(Entries from a pointing dataset)
-----
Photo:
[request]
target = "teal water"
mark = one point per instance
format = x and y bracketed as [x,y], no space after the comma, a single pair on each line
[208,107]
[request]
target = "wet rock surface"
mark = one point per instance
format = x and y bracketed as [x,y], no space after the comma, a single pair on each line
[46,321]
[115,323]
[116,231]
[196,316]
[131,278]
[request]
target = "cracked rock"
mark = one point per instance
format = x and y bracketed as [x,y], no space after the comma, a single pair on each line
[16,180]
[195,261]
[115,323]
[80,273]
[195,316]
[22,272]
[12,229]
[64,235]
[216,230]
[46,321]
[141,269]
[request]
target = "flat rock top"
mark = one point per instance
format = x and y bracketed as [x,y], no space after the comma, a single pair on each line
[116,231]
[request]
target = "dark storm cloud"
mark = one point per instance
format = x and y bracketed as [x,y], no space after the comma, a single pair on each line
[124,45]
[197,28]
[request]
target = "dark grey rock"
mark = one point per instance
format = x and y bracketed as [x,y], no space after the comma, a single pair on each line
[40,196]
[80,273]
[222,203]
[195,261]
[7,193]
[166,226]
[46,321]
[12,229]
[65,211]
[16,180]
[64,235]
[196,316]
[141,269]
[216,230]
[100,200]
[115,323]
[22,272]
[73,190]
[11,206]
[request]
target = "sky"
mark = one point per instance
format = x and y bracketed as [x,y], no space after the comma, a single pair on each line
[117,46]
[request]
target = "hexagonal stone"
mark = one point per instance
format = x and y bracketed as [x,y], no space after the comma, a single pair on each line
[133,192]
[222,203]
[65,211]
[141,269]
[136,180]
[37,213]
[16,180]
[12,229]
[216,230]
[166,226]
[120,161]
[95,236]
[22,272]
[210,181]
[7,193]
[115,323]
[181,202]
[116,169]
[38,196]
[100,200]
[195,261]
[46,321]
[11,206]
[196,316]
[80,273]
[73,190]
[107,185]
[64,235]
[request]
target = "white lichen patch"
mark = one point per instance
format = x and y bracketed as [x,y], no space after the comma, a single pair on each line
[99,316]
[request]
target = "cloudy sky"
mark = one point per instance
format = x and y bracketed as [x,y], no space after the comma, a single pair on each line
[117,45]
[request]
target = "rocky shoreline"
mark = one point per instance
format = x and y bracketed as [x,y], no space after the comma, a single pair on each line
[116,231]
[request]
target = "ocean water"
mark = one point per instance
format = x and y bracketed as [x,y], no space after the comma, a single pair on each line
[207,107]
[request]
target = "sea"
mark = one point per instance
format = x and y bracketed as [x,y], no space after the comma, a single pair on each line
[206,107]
-----
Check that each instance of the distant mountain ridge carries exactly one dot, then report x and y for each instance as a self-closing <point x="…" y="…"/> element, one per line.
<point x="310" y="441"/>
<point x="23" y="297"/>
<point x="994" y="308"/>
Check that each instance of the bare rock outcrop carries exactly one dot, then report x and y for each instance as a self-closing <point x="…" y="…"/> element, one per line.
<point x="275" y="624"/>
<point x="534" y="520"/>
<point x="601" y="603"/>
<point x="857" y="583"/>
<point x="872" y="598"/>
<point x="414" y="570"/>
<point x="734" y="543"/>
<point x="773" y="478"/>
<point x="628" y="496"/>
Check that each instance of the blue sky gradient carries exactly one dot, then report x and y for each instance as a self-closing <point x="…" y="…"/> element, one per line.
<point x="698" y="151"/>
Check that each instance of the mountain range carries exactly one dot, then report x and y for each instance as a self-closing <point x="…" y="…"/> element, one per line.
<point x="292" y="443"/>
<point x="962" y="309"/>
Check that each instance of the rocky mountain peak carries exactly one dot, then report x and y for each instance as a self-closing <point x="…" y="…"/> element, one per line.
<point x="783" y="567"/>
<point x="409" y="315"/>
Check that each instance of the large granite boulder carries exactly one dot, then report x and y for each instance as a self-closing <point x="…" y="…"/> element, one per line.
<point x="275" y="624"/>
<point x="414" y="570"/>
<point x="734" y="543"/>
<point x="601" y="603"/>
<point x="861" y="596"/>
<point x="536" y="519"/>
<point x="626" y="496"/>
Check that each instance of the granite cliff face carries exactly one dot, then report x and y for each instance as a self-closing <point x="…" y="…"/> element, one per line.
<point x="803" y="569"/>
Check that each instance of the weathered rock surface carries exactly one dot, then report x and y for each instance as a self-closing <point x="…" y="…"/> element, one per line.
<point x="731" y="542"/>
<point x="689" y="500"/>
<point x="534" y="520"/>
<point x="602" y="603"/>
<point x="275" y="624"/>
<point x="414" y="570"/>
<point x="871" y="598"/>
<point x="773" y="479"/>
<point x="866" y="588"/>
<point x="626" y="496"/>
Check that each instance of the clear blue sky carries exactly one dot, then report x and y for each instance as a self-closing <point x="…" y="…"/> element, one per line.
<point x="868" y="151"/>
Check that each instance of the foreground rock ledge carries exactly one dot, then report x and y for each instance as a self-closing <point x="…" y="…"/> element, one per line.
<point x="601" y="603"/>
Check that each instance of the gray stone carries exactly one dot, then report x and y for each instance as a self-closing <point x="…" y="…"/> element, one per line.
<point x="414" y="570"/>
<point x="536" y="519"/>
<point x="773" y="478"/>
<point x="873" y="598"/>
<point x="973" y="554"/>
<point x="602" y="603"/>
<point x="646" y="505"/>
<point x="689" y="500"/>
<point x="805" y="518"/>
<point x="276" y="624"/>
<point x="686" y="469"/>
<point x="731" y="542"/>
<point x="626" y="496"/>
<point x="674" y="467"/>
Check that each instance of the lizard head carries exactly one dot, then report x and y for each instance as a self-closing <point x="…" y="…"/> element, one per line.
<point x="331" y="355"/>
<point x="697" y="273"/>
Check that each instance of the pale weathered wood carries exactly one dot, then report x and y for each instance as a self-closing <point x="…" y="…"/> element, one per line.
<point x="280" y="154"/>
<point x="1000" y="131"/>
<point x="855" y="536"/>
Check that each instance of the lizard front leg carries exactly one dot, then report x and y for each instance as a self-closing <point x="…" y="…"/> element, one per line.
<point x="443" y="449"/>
-----
> EXERCISE DIRECTIONS: Pick out every line above that contains the string "surface" and copy each one in full. Case counts when matching.

> WRITTEN RESPONSE:
target = "wet rock surface"
Check that each instance of the weathered rock surface carries exactly one dot, then report x and y for each instance as a self-closing <point x="…" y="…"/> element, one per line.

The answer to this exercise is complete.